## BEGIN Data excerpts

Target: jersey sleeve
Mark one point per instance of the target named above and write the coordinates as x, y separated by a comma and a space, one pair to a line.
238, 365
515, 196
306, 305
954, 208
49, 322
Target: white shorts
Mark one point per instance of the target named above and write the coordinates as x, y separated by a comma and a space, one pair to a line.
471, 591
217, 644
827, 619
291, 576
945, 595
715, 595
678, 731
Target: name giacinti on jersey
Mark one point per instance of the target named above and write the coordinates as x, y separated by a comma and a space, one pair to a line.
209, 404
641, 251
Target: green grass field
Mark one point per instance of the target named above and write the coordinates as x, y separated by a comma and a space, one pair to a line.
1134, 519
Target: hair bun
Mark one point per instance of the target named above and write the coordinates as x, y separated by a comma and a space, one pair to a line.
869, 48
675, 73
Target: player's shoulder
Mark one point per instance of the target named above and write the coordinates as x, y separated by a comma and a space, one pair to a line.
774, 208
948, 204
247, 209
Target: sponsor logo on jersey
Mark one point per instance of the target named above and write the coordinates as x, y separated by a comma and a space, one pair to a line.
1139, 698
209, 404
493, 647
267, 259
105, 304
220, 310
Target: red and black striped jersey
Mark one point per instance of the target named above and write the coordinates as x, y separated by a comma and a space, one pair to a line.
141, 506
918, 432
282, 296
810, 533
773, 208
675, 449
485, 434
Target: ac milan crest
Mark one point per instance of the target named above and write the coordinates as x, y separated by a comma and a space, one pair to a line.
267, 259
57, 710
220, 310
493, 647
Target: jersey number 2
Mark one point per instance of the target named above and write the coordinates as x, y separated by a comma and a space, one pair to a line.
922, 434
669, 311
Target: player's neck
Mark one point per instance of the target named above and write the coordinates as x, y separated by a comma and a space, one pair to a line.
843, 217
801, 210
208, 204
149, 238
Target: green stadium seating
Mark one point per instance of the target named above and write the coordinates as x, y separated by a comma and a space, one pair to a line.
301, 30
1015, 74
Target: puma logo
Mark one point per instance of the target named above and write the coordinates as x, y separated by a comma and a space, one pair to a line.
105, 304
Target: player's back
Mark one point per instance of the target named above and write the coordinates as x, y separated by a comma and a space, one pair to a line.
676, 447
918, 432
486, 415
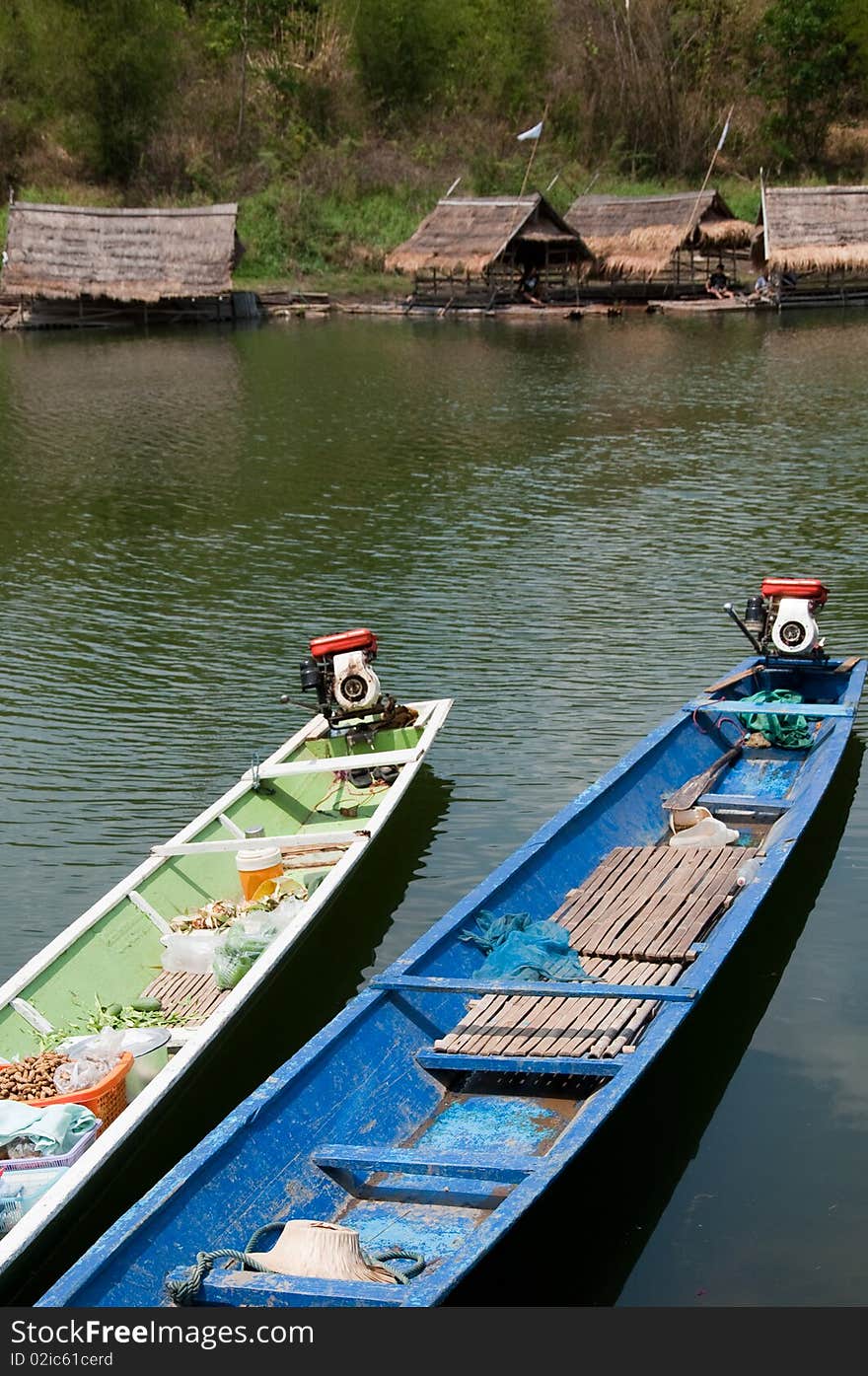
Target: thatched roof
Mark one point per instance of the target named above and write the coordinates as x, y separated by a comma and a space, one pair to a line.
470, 233
813, 229
68, 251
637, 236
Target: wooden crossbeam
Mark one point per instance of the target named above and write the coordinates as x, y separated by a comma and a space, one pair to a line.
772, 709
442, 1062
529, 988
293, 841
508, 1169
341, 763
689, 791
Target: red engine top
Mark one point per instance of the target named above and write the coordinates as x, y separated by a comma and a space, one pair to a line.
809, 588
342, 641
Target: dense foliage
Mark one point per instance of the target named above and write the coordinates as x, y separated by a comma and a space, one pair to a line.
334, 121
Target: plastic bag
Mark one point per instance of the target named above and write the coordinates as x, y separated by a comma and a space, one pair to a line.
190, 953
270, 923
90, 1064
236, 955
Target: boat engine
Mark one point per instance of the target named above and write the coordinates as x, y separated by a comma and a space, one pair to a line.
340, 672
780, 619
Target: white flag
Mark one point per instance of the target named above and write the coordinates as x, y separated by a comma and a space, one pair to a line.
724, 135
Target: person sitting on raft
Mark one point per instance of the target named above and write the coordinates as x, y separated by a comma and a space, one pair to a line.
529, 285
718, 284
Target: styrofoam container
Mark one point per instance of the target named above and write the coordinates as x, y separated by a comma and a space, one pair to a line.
35, 1163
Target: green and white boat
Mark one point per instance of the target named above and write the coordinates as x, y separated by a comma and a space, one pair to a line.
311, 802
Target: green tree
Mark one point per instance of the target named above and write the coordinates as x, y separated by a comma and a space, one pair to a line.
129, 69
805, 61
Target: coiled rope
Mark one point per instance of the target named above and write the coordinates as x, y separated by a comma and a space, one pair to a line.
184, 1289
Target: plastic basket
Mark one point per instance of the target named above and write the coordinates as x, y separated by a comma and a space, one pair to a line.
34, 1163
105, 1100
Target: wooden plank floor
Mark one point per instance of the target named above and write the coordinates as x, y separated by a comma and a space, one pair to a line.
191, 998
633, 920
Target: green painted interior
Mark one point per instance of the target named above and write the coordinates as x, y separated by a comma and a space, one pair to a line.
120, 954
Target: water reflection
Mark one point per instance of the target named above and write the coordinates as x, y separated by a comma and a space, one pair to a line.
542, 523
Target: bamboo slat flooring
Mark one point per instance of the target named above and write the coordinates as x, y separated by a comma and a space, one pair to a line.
191, 998
633, 920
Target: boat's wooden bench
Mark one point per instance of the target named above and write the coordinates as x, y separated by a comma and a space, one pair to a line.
190, 998
633, 922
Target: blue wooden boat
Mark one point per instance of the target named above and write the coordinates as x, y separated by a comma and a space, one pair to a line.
440, 1104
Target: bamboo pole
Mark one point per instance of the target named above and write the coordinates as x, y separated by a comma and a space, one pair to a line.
707, 174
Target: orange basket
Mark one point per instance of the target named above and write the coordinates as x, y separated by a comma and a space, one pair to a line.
107, 1098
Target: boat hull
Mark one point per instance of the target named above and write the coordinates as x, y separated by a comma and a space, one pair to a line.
114, 947
418, 1134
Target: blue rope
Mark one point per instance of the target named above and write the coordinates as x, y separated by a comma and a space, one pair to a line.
184, 1289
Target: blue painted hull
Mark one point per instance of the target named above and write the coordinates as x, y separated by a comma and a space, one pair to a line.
372, 1127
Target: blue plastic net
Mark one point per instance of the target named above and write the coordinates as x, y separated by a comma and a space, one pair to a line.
522, 948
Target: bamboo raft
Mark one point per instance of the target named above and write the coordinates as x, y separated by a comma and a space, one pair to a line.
634, 920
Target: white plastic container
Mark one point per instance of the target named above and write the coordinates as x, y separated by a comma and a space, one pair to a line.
190, 953
708, 834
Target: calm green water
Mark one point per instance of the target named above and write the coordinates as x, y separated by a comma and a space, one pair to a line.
541, 522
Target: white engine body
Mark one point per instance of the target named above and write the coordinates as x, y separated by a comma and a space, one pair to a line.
355, 683
795, 630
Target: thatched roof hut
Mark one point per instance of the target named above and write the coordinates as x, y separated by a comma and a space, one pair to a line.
813, 229
68, 252
638, 236
470, 234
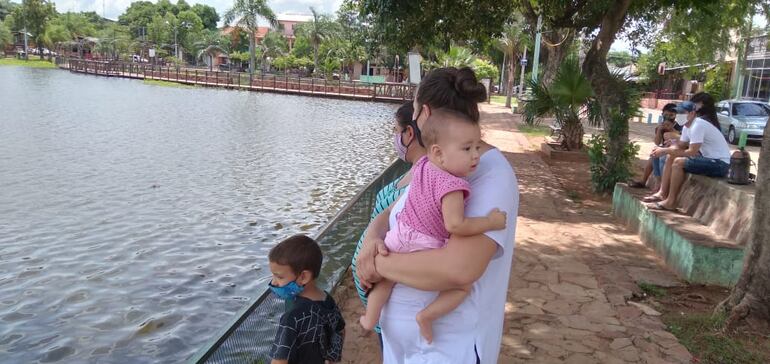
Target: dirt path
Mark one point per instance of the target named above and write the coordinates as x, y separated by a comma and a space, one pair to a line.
573, 272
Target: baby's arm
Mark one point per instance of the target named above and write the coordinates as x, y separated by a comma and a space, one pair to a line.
453, 209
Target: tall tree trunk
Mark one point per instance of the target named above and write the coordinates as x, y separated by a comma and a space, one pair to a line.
509, 83
609, 92
748, 305
315, 57
563, 39
252, 52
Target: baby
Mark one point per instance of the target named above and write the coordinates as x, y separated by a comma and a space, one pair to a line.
435, 208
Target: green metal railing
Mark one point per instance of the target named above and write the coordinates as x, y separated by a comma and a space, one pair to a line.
247, 338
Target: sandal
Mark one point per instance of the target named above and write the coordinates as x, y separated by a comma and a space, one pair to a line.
652, 198
659, 206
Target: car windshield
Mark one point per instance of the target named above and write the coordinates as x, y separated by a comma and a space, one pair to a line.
750, 109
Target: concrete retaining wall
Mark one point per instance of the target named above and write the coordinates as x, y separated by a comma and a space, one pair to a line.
688, 247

## END Data excerpts

* _Problem details_
Render the lines from the one containing "Target: concrete retaining wall" through the end of the data above as a JSON list of strings, one string per line. Omit any blank lines.

* _Answer to the problem_
[
  "Target: concrete retaining wall",
  "Mark one point per instance of the target named above and write the coordinates as x, y separated by a comma and a space, one pair to a line.",
  "688, 247"
]